:: Work to be completed ::
Each line of the listing needs to be given again exactly.

:: Data extracts ::
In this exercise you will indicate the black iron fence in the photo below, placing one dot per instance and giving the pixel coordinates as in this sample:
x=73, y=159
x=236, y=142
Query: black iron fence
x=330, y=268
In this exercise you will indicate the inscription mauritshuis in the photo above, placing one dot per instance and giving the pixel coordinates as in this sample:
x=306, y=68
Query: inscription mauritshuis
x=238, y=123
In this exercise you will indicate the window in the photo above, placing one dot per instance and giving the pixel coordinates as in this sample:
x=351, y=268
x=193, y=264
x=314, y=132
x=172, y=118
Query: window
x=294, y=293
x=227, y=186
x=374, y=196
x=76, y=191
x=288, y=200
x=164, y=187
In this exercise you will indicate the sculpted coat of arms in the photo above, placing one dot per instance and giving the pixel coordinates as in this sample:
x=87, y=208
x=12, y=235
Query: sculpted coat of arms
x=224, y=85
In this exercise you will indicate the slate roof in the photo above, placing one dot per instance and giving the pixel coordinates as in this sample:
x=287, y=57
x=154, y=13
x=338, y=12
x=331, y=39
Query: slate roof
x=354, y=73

:: Solution below ::
In this exercise you will indicate the black iron fence in the photo below, placing one dot per instance and giving the pixel coordinates as in this sample:
x=73, y=159
x=236, y=142
Query: black iron fence
x=330, y=268
In this exercise you will indicate the inscription mauritshuis in the photo above, placing one dot per instance and giving the pixel coordinates as in this sample:
x=306, y=68
Query: inscription mauritshuis
x=238, y=123
In this exercise you will indicate the window in the photo above, placing one dot per instance and giving the pixel coordinates as in this sample:
x=351, y=268
x=193, y=264
x=314, y=132
x=172, y=118
Query: window
x=294, y=293
x=227, y=186
x=374, y=196
x=76, y=191
x=288, y=200
x=164, y=187
In this exercise you will indicate the sculpted coat of arms in the photo above, placing one dot per instance and giving the pixel coordinates as in this sample:
x=87, y=208
x=12, y=235
Query: sculpted coat of arms
x=224, y=85
In this exercise you will indicate the slate roof in the photo above, placing one dot per instance and giving the pixel coordinates as in this sample:
x=287, y=57
x=154, y=13
x=338, y=12
x=331, y=39
Query: slate roof
x=354, y=73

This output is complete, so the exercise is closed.